Coordinate annotation entries
━━━━━━━━━━━━━━━━━━━━

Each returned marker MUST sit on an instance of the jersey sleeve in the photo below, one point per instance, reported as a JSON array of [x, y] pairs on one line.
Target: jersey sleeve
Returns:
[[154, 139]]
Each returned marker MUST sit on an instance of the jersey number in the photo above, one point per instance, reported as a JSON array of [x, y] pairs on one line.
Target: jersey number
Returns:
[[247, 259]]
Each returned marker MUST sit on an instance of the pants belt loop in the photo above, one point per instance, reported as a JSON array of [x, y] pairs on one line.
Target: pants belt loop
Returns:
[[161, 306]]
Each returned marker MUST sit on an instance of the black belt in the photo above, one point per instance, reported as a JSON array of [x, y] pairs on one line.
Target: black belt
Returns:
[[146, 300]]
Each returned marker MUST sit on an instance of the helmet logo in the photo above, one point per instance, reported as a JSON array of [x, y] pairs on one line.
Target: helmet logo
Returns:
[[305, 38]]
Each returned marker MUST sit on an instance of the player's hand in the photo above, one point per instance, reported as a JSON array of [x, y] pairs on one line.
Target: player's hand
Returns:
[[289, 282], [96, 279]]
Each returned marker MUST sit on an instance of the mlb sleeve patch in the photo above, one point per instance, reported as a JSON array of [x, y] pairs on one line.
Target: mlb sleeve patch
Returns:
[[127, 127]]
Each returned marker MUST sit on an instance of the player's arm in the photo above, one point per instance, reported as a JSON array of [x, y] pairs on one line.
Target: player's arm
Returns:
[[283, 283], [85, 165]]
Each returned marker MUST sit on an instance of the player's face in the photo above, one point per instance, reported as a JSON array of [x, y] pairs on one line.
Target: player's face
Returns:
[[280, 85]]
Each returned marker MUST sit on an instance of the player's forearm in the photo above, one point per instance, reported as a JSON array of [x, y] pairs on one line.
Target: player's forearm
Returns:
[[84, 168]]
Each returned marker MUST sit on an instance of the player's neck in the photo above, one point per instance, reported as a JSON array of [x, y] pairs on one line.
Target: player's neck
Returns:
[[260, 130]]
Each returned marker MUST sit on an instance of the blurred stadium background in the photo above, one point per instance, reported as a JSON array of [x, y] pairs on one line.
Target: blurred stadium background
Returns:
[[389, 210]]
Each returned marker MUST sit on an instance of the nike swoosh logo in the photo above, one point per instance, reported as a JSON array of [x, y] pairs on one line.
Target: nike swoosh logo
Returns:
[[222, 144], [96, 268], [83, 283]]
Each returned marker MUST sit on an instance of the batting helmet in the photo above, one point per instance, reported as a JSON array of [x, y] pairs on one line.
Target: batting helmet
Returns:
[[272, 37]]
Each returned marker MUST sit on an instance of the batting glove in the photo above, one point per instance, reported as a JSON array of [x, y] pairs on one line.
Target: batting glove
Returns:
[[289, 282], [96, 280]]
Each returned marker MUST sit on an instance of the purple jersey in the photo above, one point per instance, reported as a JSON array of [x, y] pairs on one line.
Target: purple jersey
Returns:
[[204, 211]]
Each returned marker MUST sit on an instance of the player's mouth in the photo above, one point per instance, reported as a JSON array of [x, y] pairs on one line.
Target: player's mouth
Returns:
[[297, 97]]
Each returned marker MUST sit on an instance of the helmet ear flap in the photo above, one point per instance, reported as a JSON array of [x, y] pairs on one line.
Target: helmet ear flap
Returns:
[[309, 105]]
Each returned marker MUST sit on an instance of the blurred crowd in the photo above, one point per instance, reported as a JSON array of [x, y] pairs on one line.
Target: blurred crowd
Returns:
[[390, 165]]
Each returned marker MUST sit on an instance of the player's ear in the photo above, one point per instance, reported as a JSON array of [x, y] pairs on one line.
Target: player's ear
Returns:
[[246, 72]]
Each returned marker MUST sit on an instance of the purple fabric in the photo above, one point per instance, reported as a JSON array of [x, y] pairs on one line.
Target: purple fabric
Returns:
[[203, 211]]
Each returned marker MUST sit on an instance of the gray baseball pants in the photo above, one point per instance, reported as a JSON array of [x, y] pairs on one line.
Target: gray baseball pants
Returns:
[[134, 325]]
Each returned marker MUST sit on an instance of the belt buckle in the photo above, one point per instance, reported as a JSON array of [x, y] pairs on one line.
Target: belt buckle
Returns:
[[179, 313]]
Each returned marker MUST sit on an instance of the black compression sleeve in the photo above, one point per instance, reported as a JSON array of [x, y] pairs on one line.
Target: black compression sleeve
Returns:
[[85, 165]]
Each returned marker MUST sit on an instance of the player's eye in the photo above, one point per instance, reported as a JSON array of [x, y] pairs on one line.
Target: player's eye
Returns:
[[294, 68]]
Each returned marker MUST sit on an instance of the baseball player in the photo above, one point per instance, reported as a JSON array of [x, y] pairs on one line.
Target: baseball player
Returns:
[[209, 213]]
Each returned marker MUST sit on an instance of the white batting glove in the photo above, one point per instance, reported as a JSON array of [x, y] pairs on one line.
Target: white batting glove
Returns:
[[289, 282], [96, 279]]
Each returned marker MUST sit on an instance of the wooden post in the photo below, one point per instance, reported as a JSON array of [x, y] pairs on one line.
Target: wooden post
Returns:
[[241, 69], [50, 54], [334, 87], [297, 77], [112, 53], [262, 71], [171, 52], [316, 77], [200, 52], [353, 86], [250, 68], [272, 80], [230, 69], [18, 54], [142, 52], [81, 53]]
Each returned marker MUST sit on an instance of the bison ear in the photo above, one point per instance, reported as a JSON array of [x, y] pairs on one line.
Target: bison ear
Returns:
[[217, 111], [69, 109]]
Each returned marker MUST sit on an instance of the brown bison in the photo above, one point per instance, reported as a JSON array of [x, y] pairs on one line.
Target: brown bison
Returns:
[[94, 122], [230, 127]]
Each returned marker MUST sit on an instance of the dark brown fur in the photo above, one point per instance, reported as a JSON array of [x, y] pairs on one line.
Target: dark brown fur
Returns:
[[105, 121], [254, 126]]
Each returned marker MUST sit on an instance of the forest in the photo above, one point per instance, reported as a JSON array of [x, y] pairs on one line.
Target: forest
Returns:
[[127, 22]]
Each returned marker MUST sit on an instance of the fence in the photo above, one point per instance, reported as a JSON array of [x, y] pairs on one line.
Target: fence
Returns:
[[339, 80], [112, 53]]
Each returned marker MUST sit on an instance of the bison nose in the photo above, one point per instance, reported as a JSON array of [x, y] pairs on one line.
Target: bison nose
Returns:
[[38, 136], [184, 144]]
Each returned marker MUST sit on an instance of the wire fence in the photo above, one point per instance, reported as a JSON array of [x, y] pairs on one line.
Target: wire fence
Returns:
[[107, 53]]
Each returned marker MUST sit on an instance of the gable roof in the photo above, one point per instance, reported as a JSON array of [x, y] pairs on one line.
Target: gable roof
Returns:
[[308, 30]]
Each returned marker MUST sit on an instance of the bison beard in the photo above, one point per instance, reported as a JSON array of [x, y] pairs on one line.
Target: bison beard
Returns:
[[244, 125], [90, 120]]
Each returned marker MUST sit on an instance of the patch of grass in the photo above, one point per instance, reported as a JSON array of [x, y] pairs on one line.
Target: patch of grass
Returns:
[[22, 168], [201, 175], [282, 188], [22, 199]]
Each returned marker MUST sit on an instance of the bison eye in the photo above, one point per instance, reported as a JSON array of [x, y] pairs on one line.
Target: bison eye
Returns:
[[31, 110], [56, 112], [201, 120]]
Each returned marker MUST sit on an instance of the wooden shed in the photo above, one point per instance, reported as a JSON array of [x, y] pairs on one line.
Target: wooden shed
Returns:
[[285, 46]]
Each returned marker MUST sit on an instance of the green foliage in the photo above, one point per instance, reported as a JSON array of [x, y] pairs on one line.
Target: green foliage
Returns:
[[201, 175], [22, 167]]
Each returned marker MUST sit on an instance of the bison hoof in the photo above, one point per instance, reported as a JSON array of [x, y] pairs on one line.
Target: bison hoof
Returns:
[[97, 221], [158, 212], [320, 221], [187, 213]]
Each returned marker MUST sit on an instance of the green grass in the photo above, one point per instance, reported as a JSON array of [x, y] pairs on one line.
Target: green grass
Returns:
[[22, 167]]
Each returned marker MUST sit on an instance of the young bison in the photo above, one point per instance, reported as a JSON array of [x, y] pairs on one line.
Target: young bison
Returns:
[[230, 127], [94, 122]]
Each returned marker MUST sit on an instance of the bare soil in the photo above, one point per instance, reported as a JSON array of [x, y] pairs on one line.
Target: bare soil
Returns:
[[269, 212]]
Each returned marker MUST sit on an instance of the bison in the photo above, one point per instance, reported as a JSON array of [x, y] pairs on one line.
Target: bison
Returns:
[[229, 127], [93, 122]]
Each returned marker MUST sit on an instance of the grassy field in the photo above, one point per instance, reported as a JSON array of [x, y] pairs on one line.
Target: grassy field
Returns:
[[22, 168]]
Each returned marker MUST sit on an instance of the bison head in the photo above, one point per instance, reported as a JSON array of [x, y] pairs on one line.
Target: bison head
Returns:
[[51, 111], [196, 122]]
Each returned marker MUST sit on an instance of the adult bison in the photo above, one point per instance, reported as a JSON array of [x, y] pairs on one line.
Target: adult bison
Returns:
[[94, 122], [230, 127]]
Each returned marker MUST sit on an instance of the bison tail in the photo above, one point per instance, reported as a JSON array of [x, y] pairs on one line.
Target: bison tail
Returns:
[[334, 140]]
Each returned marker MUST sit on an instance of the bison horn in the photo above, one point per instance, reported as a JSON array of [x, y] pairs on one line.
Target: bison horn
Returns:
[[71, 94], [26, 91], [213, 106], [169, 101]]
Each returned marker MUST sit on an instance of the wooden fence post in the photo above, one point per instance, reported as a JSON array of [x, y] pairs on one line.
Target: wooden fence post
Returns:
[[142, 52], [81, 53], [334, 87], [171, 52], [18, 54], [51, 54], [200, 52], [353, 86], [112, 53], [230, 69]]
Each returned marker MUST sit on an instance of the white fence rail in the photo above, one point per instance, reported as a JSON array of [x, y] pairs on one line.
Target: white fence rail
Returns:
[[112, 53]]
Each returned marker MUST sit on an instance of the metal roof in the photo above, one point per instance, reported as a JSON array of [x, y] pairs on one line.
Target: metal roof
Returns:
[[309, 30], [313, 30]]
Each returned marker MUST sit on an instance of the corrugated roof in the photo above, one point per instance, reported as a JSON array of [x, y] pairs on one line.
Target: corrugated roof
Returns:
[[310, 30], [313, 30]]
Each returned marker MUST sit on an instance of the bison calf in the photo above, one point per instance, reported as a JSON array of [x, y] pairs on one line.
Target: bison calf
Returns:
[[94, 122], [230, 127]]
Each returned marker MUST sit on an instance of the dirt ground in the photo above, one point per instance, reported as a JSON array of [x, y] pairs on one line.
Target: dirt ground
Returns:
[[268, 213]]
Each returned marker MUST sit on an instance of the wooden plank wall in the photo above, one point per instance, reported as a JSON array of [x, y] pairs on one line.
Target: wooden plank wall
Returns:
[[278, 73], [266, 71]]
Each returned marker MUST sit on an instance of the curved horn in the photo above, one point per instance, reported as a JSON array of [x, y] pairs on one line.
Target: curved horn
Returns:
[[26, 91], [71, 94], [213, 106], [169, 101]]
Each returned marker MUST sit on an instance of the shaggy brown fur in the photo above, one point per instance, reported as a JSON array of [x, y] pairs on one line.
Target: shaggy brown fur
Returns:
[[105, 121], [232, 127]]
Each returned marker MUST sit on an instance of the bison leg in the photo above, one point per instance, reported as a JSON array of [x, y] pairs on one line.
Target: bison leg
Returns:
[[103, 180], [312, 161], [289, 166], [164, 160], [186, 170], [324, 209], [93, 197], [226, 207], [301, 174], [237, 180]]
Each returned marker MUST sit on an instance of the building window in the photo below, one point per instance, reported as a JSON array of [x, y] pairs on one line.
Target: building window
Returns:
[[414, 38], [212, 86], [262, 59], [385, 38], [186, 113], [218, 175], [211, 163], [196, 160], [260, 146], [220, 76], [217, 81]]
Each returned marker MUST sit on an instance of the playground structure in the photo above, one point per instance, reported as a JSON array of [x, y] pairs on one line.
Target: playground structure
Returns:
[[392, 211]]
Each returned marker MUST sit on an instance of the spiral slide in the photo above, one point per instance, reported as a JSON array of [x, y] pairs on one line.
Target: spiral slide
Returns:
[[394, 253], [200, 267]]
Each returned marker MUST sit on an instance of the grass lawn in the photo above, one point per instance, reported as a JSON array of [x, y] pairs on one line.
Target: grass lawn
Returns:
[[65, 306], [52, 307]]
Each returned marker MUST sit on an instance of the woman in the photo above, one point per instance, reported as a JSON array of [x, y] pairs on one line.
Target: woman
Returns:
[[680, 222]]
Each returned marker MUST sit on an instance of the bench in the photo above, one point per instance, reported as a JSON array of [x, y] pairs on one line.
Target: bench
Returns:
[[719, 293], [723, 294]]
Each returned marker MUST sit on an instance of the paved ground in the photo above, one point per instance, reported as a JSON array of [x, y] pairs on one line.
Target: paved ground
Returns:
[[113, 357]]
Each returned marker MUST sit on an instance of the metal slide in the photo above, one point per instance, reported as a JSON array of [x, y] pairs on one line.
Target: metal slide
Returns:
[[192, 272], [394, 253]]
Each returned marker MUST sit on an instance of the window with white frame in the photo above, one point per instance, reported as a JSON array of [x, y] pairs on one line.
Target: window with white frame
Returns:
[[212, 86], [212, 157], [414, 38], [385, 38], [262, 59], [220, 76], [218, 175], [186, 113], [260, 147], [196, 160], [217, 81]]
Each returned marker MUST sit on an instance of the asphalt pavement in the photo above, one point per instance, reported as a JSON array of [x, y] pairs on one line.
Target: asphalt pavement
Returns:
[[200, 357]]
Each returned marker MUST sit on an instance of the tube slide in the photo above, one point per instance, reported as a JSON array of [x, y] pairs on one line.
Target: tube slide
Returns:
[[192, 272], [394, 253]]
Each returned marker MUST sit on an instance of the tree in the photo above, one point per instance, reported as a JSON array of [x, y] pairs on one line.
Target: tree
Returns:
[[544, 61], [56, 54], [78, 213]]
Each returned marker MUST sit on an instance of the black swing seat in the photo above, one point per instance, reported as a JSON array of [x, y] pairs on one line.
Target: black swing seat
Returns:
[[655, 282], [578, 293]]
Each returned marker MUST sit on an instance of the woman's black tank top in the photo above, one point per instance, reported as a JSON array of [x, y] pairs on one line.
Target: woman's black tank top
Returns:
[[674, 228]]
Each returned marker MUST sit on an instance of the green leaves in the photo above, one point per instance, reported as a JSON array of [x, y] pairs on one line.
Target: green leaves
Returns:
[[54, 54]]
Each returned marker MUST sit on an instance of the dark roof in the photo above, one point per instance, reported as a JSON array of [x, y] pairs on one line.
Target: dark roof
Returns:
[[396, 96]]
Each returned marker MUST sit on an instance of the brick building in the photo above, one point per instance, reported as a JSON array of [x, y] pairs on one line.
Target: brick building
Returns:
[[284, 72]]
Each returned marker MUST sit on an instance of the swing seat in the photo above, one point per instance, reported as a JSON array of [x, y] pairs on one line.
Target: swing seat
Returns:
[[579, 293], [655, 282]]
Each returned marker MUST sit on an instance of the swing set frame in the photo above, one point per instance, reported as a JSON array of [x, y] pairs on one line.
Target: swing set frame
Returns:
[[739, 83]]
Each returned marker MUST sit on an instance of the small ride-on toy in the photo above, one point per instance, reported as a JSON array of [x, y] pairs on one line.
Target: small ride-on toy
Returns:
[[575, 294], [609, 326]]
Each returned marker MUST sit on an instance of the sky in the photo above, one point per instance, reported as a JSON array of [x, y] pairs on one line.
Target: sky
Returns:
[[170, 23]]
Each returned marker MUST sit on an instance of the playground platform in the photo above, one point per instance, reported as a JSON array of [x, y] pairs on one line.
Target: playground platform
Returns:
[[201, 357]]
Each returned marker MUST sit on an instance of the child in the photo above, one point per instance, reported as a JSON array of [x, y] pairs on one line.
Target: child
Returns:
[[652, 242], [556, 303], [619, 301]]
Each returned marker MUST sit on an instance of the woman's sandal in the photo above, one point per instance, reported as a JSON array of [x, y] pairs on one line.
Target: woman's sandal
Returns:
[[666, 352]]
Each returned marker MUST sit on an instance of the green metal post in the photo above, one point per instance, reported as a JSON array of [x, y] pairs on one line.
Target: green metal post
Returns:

━━━━━━━━━━━━━━━━━━━━

▶ _What is expected_:
Output the lines from the beginning of the items through the line containing "[[280, 85]]", inclusive, as a Markdown table with the columns Row and Line, leaving out any blank lines.

▶ _Reply_:
| Row | Line |
|---|---|
| 1 | Each returned marker MUST sit on an instance of the jersey sleeve in the photo below, one point per instance, reported as a JSON array of [x, y] pairs on one line. |
| 2 | Target: jersey sleeve |
| 3 | Returns: |
| 4 | [[154, 139]] |
| 5 | Each returned marker MUST sit on an instance of the jersey number in the photo above, one point per instance, reported as a JSON array of [x, y] pairs on one line. |
| 6 | Target: jersey number |
| 7 | Returns: |
| 8 | [[247, 259]] |
| 9 | Each returned marker MUST sit on an instance of the pants belt loop in the photo above, one point per instance, reported as a JSON array of [x, y] pairs on one line. |
| 10 | Target: pants belt loop |
| 11 | Returns: |
| 12 | [[161, 306]] |
| 13 | Each returned marker MUST sit on an instance of the black belt in the photo above, one point per instance, reported as a JSON array of [x, y] pairs on one line. |
| 14 | Target: black belt |
| 15 | Returns: |
| 16 | [[146, 300]] |
| 17 | Each returned marker MUST sit on an instance of the helmet logo in the photo above, one point per instance, reported as a JSON array of [x, y] pairs on one line. |
| 18 | Target: helmet logo |
| 19 | Returns: |
| 20 | [[305, 38]] |
| 21 | Each returned marker MUST sit on an instance of the player's hand in the photo above, one point per instance, reported as a JSON array of [x, y] pairs on one line. |
| 22 | Target: player's hand |
| 23 | Returns: |
| 24 | [[289, 282], [96, 279]] |
| 25 | Each returned marker MUST sit on an instance of the mlb sleeve patch in the photo above, one point per instance, reported as a JSON array of [x, y] pairs on one line. |
| 26 | Target: mlb sleeve patch |
| 27 | Returns: |
| 28 | [[127, 127]] |
| 29 | Each returned marker MUST sit on an instance of the player's arm in the photo above, one point per instance, reported as a JSON array of [x, y] pairs on one line. |
| 30 | Target: player's arm |
| 31 | Returns: |
| 32 | [[283, 283], [85, 165]] |
| 33 | Each returned marker MUST sit on an instance of the player's face in the photo above, one point per instance, reported as a JSON array of [x, y] pairs on one line. |
| 34 | Target: player's face |
| 35 | Returns: |
| 36 | [[280, 85]] |